(Data listing)
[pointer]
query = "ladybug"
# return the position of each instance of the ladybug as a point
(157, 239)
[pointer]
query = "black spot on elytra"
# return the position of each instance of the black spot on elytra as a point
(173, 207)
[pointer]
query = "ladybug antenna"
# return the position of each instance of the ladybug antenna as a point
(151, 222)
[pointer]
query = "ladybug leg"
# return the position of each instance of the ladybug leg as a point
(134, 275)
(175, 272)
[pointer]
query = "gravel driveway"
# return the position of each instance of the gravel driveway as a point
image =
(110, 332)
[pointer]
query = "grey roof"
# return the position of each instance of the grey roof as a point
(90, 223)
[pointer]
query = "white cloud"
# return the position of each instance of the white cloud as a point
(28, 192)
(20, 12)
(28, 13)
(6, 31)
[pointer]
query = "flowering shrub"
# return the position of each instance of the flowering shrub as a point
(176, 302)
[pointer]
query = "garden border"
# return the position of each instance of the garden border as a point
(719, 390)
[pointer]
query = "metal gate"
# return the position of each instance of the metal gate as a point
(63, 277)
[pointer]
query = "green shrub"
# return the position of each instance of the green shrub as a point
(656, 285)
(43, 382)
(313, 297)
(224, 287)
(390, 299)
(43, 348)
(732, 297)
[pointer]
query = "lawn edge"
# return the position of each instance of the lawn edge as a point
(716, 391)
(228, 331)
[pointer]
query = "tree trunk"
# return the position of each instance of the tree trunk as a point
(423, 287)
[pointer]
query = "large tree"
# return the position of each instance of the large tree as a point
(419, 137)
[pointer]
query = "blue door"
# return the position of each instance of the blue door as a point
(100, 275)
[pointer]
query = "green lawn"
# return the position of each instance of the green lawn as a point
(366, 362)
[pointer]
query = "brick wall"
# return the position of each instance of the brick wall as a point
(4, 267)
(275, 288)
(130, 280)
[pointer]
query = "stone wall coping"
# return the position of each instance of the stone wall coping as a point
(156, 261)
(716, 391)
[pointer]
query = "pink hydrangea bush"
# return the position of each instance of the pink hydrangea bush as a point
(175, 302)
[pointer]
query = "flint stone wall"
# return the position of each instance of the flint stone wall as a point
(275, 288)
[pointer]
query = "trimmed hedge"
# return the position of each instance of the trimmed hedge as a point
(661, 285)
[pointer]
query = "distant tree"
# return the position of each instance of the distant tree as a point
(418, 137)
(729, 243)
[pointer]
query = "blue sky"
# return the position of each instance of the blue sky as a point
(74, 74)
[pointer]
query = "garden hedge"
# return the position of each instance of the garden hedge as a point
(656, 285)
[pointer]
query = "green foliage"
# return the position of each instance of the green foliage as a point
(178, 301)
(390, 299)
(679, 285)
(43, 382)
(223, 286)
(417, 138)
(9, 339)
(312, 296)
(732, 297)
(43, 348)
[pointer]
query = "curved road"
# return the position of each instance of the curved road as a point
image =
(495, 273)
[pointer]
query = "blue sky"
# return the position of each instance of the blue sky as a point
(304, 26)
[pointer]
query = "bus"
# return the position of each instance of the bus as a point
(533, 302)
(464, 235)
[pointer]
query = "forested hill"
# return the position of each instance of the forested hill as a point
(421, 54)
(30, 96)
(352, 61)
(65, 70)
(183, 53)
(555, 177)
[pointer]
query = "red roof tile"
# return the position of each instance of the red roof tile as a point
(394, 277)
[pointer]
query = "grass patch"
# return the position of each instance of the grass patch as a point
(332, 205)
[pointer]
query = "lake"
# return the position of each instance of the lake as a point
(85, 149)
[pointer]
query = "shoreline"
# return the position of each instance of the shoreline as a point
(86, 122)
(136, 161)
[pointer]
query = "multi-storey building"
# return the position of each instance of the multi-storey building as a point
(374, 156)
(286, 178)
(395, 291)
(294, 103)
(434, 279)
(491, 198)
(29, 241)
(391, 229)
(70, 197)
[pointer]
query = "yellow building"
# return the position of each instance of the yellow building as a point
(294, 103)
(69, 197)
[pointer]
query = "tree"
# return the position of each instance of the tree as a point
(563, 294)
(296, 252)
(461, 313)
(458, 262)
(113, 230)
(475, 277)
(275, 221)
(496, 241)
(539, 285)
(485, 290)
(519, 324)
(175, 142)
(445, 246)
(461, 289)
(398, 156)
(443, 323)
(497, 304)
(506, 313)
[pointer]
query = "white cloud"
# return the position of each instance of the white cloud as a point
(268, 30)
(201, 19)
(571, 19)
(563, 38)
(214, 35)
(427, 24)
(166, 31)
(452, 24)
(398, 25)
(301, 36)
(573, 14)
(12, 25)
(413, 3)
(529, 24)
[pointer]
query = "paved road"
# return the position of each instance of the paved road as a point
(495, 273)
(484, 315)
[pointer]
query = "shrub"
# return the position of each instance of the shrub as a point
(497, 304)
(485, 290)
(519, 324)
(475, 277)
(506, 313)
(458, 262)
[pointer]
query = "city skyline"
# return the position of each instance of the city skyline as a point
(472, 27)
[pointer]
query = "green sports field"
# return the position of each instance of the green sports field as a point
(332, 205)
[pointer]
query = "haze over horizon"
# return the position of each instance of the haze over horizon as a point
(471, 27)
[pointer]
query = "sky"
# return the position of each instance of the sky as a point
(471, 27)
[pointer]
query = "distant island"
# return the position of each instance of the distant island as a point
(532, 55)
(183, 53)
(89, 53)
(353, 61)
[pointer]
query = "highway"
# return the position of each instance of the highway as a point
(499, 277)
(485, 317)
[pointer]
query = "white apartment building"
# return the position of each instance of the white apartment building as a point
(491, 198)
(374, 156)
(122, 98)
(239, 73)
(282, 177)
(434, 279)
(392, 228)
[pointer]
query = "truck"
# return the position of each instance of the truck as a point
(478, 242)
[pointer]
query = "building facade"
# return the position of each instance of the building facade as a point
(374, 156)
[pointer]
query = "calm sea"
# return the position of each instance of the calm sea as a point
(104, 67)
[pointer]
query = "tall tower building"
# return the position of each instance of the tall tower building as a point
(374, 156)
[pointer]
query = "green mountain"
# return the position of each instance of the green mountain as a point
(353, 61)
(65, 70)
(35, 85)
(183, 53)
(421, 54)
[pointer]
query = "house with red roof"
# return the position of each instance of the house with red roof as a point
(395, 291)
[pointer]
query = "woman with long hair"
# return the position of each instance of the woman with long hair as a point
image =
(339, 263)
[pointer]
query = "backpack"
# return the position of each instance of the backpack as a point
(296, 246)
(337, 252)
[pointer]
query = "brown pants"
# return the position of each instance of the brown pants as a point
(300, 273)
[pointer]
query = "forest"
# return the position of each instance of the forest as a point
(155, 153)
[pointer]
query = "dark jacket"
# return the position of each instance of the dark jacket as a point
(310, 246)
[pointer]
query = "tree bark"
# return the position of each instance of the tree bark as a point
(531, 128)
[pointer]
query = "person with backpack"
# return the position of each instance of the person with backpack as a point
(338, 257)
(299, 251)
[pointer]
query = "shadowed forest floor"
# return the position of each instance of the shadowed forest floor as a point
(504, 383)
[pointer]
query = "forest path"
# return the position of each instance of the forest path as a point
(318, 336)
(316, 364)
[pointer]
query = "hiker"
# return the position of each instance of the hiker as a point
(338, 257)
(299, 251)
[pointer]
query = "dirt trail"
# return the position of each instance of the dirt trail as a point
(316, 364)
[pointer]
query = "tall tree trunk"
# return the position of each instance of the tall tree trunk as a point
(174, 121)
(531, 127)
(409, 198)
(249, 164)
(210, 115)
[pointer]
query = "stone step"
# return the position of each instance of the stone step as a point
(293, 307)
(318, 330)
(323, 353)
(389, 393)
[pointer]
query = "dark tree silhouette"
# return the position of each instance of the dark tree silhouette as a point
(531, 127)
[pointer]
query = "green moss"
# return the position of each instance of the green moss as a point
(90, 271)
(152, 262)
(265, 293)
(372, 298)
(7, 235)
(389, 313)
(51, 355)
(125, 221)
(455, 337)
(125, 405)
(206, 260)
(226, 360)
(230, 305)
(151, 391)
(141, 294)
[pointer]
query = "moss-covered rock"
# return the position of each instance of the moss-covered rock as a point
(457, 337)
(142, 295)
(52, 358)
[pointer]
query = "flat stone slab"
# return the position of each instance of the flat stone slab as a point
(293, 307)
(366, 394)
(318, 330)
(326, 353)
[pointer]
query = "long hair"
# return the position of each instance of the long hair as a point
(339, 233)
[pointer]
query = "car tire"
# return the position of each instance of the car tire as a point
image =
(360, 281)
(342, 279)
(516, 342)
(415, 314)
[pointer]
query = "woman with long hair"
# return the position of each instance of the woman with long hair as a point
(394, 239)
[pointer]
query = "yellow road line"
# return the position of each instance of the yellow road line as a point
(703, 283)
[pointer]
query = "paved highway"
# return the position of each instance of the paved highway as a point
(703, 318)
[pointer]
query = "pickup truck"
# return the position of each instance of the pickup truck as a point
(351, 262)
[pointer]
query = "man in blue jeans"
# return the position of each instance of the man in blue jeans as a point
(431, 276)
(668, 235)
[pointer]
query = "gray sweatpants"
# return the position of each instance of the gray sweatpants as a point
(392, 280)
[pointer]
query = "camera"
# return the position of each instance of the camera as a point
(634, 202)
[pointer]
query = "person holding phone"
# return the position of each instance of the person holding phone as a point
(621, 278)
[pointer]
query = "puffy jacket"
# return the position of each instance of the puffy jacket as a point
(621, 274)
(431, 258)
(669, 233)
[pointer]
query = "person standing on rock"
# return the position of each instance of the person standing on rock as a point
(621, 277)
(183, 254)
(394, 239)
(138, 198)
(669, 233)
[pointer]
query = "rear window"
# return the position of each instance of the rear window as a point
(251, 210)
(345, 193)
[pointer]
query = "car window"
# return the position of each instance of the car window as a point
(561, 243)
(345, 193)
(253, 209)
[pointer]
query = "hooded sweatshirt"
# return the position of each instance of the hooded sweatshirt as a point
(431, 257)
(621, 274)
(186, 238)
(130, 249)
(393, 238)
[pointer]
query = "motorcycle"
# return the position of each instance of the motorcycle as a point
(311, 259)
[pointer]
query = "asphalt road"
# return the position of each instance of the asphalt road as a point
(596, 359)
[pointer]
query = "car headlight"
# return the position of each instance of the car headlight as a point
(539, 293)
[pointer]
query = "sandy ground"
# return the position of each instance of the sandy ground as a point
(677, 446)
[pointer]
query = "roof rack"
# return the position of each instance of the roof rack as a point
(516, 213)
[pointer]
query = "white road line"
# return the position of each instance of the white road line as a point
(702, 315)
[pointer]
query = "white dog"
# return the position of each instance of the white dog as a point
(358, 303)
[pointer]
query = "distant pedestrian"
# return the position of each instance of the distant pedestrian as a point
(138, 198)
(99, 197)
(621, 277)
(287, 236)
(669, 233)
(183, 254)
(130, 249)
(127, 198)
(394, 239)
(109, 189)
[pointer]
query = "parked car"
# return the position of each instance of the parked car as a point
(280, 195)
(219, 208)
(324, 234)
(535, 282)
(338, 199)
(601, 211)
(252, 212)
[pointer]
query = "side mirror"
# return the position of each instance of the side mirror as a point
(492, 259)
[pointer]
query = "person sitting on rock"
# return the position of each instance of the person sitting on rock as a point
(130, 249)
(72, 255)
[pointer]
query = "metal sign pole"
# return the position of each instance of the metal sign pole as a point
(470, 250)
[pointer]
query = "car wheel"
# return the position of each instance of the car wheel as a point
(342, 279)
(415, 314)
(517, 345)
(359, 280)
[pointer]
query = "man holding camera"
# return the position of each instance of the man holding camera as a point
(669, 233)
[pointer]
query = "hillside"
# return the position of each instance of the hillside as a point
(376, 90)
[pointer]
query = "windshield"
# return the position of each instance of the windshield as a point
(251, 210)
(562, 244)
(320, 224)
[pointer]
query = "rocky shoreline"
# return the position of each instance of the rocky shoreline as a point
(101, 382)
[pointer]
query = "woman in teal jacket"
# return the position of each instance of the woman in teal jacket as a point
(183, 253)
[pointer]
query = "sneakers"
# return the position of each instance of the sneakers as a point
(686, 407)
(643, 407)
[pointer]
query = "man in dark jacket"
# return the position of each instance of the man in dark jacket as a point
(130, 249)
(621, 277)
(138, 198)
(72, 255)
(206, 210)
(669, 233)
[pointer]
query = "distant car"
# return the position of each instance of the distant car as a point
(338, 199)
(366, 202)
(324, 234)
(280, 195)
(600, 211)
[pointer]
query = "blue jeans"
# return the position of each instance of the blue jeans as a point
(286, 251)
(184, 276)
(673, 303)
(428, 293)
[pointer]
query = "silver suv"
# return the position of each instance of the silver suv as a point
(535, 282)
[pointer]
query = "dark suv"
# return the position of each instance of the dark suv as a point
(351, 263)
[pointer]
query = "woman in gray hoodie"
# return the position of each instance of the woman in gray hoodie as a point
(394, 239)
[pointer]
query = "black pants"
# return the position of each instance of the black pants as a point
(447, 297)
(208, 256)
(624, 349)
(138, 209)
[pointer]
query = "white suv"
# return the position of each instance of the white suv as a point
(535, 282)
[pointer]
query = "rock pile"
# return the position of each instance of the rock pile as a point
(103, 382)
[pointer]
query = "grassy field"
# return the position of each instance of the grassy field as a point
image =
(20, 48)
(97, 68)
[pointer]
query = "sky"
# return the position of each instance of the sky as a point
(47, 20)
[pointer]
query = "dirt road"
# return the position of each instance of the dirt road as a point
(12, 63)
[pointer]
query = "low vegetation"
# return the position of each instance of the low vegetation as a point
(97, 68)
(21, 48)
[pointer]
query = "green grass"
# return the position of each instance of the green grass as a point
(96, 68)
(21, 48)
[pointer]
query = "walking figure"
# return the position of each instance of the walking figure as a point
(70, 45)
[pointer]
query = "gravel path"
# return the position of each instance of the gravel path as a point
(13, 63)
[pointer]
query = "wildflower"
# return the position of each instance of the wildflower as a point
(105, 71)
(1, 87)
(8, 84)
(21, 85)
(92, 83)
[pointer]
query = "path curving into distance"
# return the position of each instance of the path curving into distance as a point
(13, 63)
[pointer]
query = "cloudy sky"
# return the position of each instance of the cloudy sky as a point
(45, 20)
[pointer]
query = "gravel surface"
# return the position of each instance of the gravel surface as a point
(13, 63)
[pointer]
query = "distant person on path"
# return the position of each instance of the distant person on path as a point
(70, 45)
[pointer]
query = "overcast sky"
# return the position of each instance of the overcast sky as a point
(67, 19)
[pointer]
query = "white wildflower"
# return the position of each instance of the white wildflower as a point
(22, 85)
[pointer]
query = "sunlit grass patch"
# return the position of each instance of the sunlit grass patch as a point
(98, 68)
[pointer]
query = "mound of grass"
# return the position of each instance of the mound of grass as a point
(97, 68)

REQUEST
How many lines in the records above contain the string "distance"? Give only the number.

WRITTEN SOLUTION
2